Assignment:
Leaving out the pictures, reproduce each record exactly and in full.

The data:
· · · ·
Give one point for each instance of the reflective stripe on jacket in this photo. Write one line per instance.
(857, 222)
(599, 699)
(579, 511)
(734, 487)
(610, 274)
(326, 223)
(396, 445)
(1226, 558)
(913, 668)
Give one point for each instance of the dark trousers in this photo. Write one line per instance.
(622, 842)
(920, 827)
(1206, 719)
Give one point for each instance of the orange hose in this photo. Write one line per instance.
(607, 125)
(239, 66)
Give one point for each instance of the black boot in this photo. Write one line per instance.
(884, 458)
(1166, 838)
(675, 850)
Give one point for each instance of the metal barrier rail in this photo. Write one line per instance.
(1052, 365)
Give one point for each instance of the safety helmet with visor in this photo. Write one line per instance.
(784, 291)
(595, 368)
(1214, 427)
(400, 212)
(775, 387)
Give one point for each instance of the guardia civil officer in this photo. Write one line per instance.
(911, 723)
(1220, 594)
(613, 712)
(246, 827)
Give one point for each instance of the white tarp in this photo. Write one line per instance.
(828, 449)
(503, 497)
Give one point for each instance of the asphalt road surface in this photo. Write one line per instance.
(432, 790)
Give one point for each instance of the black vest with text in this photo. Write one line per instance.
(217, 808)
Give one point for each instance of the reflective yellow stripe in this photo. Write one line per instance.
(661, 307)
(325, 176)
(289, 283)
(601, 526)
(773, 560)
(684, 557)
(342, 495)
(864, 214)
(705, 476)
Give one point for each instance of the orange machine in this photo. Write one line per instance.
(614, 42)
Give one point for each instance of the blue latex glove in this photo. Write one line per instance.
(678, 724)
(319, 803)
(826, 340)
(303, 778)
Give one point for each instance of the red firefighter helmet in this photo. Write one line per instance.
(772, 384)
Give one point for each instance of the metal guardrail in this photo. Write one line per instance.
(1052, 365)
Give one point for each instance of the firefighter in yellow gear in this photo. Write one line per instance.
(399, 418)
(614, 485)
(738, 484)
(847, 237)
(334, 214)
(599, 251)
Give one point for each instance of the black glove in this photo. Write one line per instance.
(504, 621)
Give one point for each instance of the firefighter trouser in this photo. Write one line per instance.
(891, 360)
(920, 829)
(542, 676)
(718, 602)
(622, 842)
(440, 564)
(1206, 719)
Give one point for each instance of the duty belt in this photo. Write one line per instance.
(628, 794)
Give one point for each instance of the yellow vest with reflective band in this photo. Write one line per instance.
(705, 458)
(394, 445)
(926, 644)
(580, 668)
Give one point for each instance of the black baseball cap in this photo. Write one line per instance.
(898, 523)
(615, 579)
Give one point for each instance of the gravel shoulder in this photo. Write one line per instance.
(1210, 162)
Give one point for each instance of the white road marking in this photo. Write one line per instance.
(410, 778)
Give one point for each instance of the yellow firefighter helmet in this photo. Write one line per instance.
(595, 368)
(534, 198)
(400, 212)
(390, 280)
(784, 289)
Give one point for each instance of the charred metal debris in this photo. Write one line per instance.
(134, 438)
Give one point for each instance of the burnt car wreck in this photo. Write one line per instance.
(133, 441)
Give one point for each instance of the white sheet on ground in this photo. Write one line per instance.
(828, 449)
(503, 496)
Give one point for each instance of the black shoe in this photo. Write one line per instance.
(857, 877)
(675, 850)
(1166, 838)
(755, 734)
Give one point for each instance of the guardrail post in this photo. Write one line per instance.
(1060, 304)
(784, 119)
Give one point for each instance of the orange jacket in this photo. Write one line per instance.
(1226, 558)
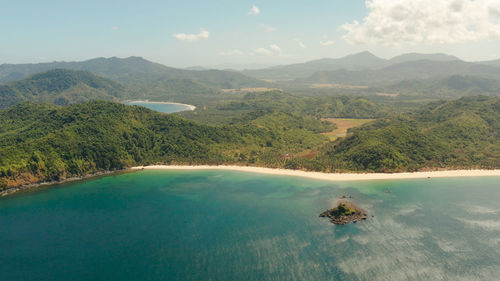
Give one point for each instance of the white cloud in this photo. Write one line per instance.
(327, 43)
(254, 10)
(234, 52)
(273, 50)
(300, 43)
(204, 34)
(410, 22)
(263, 52)
(267, 28)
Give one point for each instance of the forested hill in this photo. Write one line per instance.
(40, 142)
(464, 133)
(134, 70)
(61, 87)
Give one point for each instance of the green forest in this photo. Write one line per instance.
(64, 123)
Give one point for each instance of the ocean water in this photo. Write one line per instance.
(161, 107)
(223, 225)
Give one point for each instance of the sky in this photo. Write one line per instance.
(241, 33)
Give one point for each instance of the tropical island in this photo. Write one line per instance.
(344, 213)
(68, 124)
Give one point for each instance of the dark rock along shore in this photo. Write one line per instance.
(344, 213)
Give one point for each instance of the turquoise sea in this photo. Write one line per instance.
(224, 225)
(160, 106)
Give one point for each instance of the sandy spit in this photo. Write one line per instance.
(332, 176)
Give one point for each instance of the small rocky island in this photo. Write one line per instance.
(344, 213)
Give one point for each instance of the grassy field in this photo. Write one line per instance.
(343, 124)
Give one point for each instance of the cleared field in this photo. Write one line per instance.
(343, 124)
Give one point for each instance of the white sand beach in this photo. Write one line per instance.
(190, 106)
(332, 176)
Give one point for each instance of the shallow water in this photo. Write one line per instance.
(222, 225)
(161, 107)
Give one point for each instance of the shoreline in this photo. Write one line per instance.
(270, 171)
(190, 106)
(330, 176)
(32, 186)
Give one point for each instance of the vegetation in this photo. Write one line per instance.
(40, 142)
(458, 134)
(73, 136)
(60, 87)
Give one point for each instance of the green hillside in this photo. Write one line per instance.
(413, 70)
(40, 142)
(464, 133)
(134, 70)
(60, 87)
(454, 86)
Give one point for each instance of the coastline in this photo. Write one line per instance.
(31, 186)
(331, 176)
(271, 171)
(190, 106)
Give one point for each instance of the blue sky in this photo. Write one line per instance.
(211, 33)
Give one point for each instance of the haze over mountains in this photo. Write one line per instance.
(430, 75)
(365, 68)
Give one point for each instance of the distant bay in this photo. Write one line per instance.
(227, 225)
(164, 107)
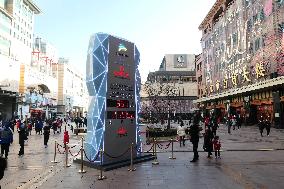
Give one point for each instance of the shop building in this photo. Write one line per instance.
(173, 86)
(243, 59)
(72, 91)
(16, 32)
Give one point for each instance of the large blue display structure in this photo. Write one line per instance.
(113, 83)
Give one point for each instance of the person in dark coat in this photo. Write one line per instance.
(3, 166)
(208, 145)
(6, 138)
(261, 124)
(214, 125)
(267, 124)
(22, 138)
(194, 138)
(46, 133)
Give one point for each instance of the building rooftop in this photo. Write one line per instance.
(32, 6)
(172, 73)
(211, 13)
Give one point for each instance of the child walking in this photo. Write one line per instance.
(217, 146)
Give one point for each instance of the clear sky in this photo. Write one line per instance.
(157, 27)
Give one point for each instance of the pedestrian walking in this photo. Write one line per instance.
(214, 125)
(208, 145)
(22, 138)
(30, 127)
(181, 133)
(54, 126)
(194, 138)
(239, 120)
(261, 124)
(46, 133)
(217, 146)
(267, 125)
(229, 124)
(3, 166)
(66, 137)
(6, 138)
(234, 122)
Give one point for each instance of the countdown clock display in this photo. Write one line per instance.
(112, 118)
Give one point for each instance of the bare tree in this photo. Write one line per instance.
(159, 101)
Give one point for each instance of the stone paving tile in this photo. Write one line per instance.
(247, 169)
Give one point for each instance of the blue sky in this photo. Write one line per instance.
(157, 27)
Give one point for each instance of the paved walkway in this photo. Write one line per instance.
(244, 164)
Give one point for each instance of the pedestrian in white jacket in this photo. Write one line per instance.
(181, 133)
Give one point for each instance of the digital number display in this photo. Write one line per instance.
(120, 115)
(117, 103)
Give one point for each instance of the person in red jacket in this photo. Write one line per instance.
(217, 146)
(66, 137)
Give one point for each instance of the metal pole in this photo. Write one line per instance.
(54, 158)
(66, 158)
(153, 153)
(155, 162)
(172, 157)
(131, 168)
(101, 177)
(82, 157)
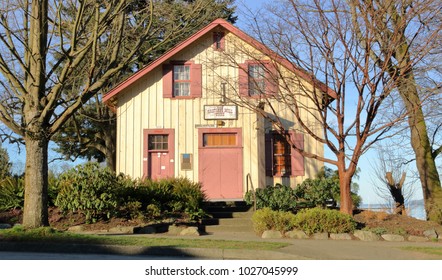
· · · ·
Answer section:
Give one point for each instance of the reflective stripe on jacket in this photo. Write one line per instance.
(857, 222)
(599, 699)
(579, 511)
(734, 487)
(610, 274)
(326, 223)
(396, 445)
(1226, 558)
(913, 668)
Give one point for each instance of the dark trousers in this photo. Write one line per instance.
(622, 842)
(920, 827)
(1206, 719)
Give one point for each instance of the orange hose in this photo. Write one line per instance.
(607, 125)
(239, 66)
Give one point for each instance of the black boot in this photo. Write one line per instance.
(884, 458)
(1166, 838)
(675, 850)
Give one point for each instance of the metal barrier rail in this photo. Write one line per instance.
(1052, 365)
Give one point for each instance of the safety helmet with visor in this photo. Write one line per instance.
(784, 291)
(595, 368)
(1214, 427)
(400, 212)
(775, 387)
Give one point for each instance of the guardia civil officer in this photo. Write one line per instance.
(911, 723)
(1220, 594)
(613, 712)
(246, 827)
Give one point for each instance of the white tarp in this photo. Write one line per instance.
(828, 449)
(503, 497)
Give one point for each instance of the asphalt road surface in this photo. Write one line per instance.
(432, 790)
Give one point for each instance of the black vest with text in this photo. Write one line per instance.
(217, 808)
Give one point for each instance of the reflective yellow stripe in this photo. Write one line per instance.
(661, 307)
(325, 176)
(289, 283)
(601, 526)
(773, 560)
(684, 557)
(342, 495)
(864, 214)
(705, 476)
Give one point for each instance of the orange machine in this photo. Write one line per instance.
(614, 42)
Give one point for each instance of the blue latex glove in this photo. Write one line per instance.
(678, 724)
(319, 803)
(826, 340)
(303, 778)
Give one point for each instance of the red firefighter helmet in this photo. Write one line per instance.
(772, 384)
Give one point for each instance of the metal guardrail in this photo. Write one line per instance.
(1052, 365)
Give one point for each instance of the firefighter in yellow gear in this photo. Write one line per instance.
(399, 418)
(614, 485)
(738, 484)
(847, 237)
(334, 214)
(599, 251)
Give one point for each instance of the black glove in this photo. Write one line per instance.
(504, 621)
Give one point for each instance of the firefighter trouser in this photo. Write one line per instance.
(891, 360)
(920, 829)
(542, 676)
(718, 602)
(622, 842)
(440, 564)
(1206, 719)
Give one point for each instance of the duty belt in this photo. Write one line per instance.
(628, 794)
Give one point for each instance of the yellow vest with reflective band in this photo. Write one line per instance.
(705, 458)
(394, 445)
(926, 644)
(580, 668)
Give one point for each instance of the black baseball cap in this photo. Write one line per instance.
(898, 523)
(615, 579)
Give one point for each instance of the gravel shoulder in this photo. Write one line per instance.
(1210, 162)
Give one point for each instance of the white road marking in this photo. Write one line per instance.
(410, 778)
Give one point for each instance of the yellow firefighter helmet in this photo. Write one line per instance.
(595, 368)
(534, 198)
(400, 212)
(390, 280)
(784, 289)
Give one point for each instance of the charred metal debris in this photo. Write one line per instance.
(134, 438)
Give one point for each instance of the burnt car wreck in this photo. Write one line per instance.
(133, 441)
Give one point for each instance of the white sheet on ground in this photo. Write one line per instance.
(828, 449)
(503, 496)
Give one point for each instance of the black shoe in this photo. Write one line per instance.
(857, 877)
(675, 850)
(1166, 838)
(755, 734)
Give one point for each instance of the guardrail post in this photo. Write one line per instance.
(1060, 304)
(784, 119)
Give one point for each instance of the orange jacket in this photo. Write one line per instance.
(1226, 558)
Give one point for each instance of the white cloud in this photo. Write one line per instance.
(327, 43)
(254, 10)
(234, 52)
(273, 50)
(300, 43)
(204, 34)
(410, 22)
(263, 52)
(267, 28)
Give one point for each instance of the forested hill in this photo. Write one line per instance.
(40, 142)
(464, 133)
(134, 70)
(61, 87)
Give one point for each instance of the green forest in this photo. Write one line per instance.
(64, 123)
Give one point for each instance of the ocean water in this photo. Write one line per instance.
(161, 107)
(223, 225)
Give one point for each instance of the sky in this photo. Write one line per instance.
(241, 33)
Give one point for each instance of the tropical island in this photo. Write one line per instance.
(344, 213)
(68, 124)
Give one point for each instance of the dark rock along shore in this photo. Write one line per instance.
(344, 213)
Give one point for each instance of the turquoise sea in this photo. Write one line per instance.
(224, 225)
(160, 106)
Give one point for each instance of the sandy spit in this photo. Write one line per instance.
(332, 176)
Give one point for each instance of the small rocky island in this photo. Write one line per instance.
(344, 213)
Give one point for each instance of the grassy field in this photo. Write one line per instance.
(343, 124)
Give one point for each instance of the cleared field in this photo. Write one line per instance.
(343, 124)
Give one point for each instance of the white sand beach in this photo. Write one line per instance.
(190, 106)
(332, 176)
Give one point for each instance of the shallow water in this photo. Write one line per instance.
(222, 225)
(161, 107)
Give one point for each instance of the shoreline in this photo. Write one line per instance.
(270, 171)
(190, 106)
(330, 176)
(32, 186)
Give one point for each instance of the vegetation in this photo. Write one line per instance.
(40, 142)
(458, 134)
(73, 136)
(60, 87)
Give one point for each instance of the green hillside in this photo. Write one line per instance.
(413, 70)
(40, 142)
(464, 133)
(134, 70)
(60, 87)
(454, 86)
Give one point for each instance of the coastline in this photo. Write one line per instance.
(31, 186)
(331, 176)
(271, 171)
(190, 106)
Give one point for each instance of the blue sky in this photo. Write one line per instance.
(211, 33)
Give one point for each instance of the haze over mountains in this photo. Write one line per instance.
(430, 75)
(365, 68)
Give one point for each instance of the distant bay in this photo. Write one line per instance.
(227, 225)
(164, 107)
Give one point for each instance of the shop building in this photo. Write one line per instance.
(173, 86)
(243, 59)
(72, 91)
(16, 32)
Give one point for each instance of the large blue display structure in this photo. Write one line per instance.
(113, 83)
Give one point for each instance of the person in dark coat in this photo. Write one line per instance.
(3, 166)
(208, 145)
(6, 138)
(261, 124)
(214, 125)
(267, 124)
(22, 138)
(194, 138)
(46, 133)
Give one point for each instance of the building rooftop in this photo. Write one line per instance.
(32, 6)
(172, 73)
(211, 13)
Give one point for each instance of the child walking in this photo. Write one line per instance.
(217, 146)
Give one point for each instance of the clear sky in this photo. Write one line per instance.
(157, 27)
Give one point for each instance of the pedestrian walking in this photo. Write one line per instance.
(214, 125)
(208, 145)
(22, 138)
(30, 127)
(181, 133)
(54, 126)
(194, 138)
(239, 120)
(261, 124)
(46, 133)
(217, 146)
(267, 125)
(229, 124)
(3, 166)
(66, 137)
(6, 138)
(234, 122)
Give one point for each instance of the countdown clock display in this photo. Write one line per instance.
(112, 118)
Give one point for each instance of the bare tree in this photo. Write one line per instance.
(159, 101)
Give one point for each instance of the stone paving tile in this photo. Write one line per instance.
(247, 169)
Give one point for each instance of the blue sky in this photo. Write one line per instance.
(157, 27)
Give one point for each instance of the paved walkway in this photo. Write one line per instance.
(244, 164)
Give one point for each instance of the pedestrian in white jacket in this photo. Write one line per instance.
(181, 133)
Give one point for each instance of the digital number display in this photo. Write one line per instance.
(120, 115)
(117, 103)
Give one point for each instance of the person in red jacket in this photo. Write one line per instance.
(217, 146)
(66, 137)
Give one point for each instance of the metal pole in this photo. Write one line per instance.
(54, 158)
(66, 158)
(153, 153)
(155, 162)
(172, 157)
(131, 168)
(101, 177)
(82, 157)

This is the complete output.